• _Try it_:
Answer these from the text on photodermatoses:
(a) What is the most common photodermatosis in the US?
(b) Excessive exposure to which type of radiation causes sunburn?
(c) Within what period does sunburn usually resolve?

• _Extract to read_:

Photodermatoses consist of a variety of skin conditions that develop as a result of exposure to ultraviolet radiation (UVR) or visible light. The most common photodermatosis in the US is sunburn (dermatitis solaris), an inflammatory reaction that occurs after excessive UV exposure. Other forms of photodermatoses include polymorphous light eruption (PLE) and phototoxic reactions. Polymorphous light eruption (PLE) is a delayed photosensitivity disorder involving pruritic rashes caused by exposure to ultraviolet A (UVA) radiation during the summer months. Lesions may vary from patient to patient; however, spontaneous resolution (on cessation of sun exposure) is often a unifying trait. Phototoxic reactions are patterned, inflamed eruptions of erythema and vesicles caused by contact with photosensitizing agents (like psoralen) and subsequent sun exposure. Diagnosis of these conditions is usually established on the basis of a thorough history and a full skin examination. Additionally, phototesting and/or photopatch testing are often utilized. Measures such as avoiding the sun, sun protective clothing, and sunscreen are the mainstay of therapy. Additional symptomatic treatment with cool compresses, emollients, and oral analgesics may be prescribed depending on the severity of symptoms.
- Definition: acute inflammatory skin response to UVR , which is limited to the area of exposure. Sunburn (or dermatitis solaris) is often classified as a 1st or 2nd-degree burn.
- Epidemiology: particularly light-skinned individuals
- Etiology: excessive exposure to UVB radiation
- Pathophysiology: UV radiation → DNA mutations → apoptosis of keratinocytes in the epidermis and release of inflammatory markers (including chemokines, prostaglandins) → inflammation of the dermis hours after exposure
- Primarily limited to exposed skin
- Begins a few hours after exposure, with symptoms peaking after 12–24 hours; usually resolves within a week
- Initially and pain, then redness and swelling
- Blisters may occur in severe cases of sunburn; if larger areas are affected, general symptoms (e.g., fever) may arise.
- Slight sunburn: transition to hyperpigmentation, followed by peeling of the skin ∼ 1 week later
- Severe sunburn with blistering: possibly nonmelanocytic scarring
- UV radiation (both UVA and UVB) contributes to visible aging of the skin (e.g., wrinkles, pigmentation heterogeneity)

• _Information supplied_:

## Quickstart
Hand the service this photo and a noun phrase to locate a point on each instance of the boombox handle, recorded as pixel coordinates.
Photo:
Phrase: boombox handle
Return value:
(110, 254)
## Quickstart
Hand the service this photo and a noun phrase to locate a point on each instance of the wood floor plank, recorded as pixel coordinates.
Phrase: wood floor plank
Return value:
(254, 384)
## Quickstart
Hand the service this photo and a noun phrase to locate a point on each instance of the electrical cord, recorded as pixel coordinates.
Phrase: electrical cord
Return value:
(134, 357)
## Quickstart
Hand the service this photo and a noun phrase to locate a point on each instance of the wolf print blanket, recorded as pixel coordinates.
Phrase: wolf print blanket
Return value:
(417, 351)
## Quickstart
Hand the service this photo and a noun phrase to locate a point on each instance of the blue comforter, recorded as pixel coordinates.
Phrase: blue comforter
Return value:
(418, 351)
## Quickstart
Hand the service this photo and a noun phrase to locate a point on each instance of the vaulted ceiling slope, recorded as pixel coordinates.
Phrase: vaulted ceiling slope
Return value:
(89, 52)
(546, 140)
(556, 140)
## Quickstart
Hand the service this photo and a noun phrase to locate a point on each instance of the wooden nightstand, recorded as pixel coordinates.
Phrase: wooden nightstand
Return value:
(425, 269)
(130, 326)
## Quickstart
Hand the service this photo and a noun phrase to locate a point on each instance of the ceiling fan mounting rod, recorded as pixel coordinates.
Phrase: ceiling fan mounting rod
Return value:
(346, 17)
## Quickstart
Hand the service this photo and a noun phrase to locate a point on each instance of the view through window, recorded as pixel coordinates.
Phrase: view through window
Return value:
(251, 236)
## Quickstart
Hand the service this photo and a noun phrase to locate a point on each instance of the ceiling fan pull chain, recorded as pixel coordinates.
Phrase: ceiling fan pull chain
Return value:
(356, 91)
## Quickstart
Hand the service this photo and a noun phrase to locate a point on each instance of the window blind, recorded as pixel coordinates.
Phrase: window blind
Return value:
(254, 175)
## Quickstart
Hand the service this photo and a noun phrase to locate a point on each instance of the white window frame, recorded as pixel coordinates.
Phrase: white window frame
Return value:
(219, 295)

• _Worked solution_:
(a) Sunburn (dermatitis solaris)
(b) UVB radiation
(c) Within a week